Priscila Freitas
Iluminar,
como sinônimo de clarear, de preencher de luz um vazio no escuro. Aqui também
leva o significado de colorir, de alegrar, e dar vida a um lugar perdido no
espaço urbano de Cuiabá.
Na
tentativa de preencher de presença, luz, um lugar já ausente, escuro. Um lugar, carente de gente, de movimento, que
assiste passivamente a evolução da cidade e o passar dos anos. Engolido pela
correria do transito, pelas pessoas que não conseguem mais parar, ou que não
sabem mais parar e pouco menos olhar e enxergar. Um lugar no centro, e do
centro da cidade, sugado pelo caos, esquecido, e quase que perdido no tempo.
O
Morro da Luz, onde atualmente a luz só existe no nome. Um morro mesmo,
literalmente, carregado de beleza natural, de árvores e trilhas, árvores
centenárias, e trilhas misteriosas, sedentas de histórias para contar, criar e
reinventar. O morro que desperta a imaginação e a curiosidade dos poucos que
ainda sabem observar. Daqueles que deixam de olhar o relógio no celular, para
ver a paisagem.
Denominado
parque Antônio Pires de Campos, o Morro da Luz, foi tombado como Patrimônio
Histórico Municipal de Cuiabá pelo decreto de lei nº 870 de 13.12.1983. Que
homenageia o filho do bandeirante Manoel de Campos Bicudo, um dos primeiros a
desbravar Cuiabá, que naquela época ainda era o “Arraial de Cuiabá”. E
posteriormente, devido à existência de uma casinha pequena naquele morro,
rodeada por árvores de alto relevo, lugar onde se fazia a distribuição da
energia, é que foi inaugurado em 1928, o Morro da Luz.
Possuidor
de atributos ambientais que reforçam o sentido do lugar para as pessoas e
traçam vínculos de conhecimento e de efetividade com a relação à paisagem,
torna-se um importante fator que auxilia a medir a qualidade ambiental da
cidade de Cuiabá (COSTA et al, 1999).
Sua
temperatura é em média de 3 a 4º C menor do que no centro de Cuiabá. É
exatamente na região da Prainha que existem as ilhas de calor, bolsões de ar
quente que ficam espremidos entre as construções urbanas e retêm o calor em uma
microrregião. (COSTA, et al, 1999).

ENTRADAS DE DADOS:
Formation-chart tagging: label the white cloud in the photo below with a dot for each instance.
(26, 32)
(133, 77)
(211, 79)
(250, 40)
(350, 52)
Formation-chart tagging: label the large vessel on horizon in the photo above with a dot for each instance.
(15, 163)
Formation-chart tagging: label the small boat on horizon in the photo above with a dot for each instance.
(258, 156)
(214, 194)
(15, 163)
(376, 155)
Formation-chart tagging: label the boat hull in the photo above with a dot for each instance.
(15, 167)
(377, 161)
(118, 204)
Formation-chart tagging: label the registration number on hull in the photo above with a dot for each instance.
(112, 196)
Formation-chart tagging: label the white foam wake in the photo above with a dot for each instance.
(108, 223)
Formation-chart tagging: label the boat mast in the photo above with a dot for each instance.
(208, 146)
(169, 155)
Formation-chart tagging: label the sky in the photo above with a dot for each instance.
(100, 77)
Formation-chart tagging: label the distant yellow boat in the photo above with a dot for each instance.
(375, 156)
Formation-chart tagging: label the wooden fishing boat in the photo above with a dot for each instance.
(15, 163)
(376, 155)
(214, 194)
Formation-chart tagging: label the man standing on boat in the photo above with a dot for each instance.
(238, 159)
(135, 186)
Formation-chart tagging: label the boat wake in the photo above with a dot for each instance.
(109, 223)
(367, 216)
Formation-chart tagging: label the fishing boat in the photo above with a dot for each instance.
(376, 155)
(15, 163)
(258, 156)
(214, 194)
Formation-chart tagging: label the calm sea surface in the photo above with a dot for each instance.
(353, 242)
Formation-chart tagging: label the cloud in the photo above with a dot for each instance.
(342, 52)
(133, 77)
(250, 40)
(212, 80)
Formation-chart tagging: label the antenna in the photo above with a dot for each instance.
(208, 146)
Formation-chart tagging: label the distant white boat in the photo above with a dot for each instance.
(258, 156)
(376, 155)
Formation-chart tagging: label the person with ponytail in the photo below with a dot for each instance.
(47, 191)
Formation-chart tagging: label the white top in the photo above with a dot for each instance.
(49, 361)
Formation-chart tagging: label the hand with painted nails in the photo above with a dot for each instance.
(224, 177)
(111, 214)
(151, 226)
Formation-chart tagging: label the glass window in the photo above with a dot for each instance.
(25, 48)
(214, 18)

QUESTÃO BREVE 1: De acordo com o texto sobre o Morro da Luz, por qual decreto o morro foi tombado como Patrimônio Histórico Municipal de Cuiabá?
QUESTÃO BREVE 2: Reproduza sem alterações o trecho do texto sobre o Morro da Luz que começa em "Priscila Freitas" e vai até "urbano de Cuiabá.", inclusive.

RESULTADO 1: Pelo decreto de lei nº 870, de 13.12.1983.

RESULTADO 2:
Priscila Freitas
Iluminar,
como sinônimo de clarear, de preencher de luz um vazio no escuro. Aqui também
leva o significado de colorir, de alegrar, e dar vida a um lugar perdido no
espaço urbano de Cuiabá.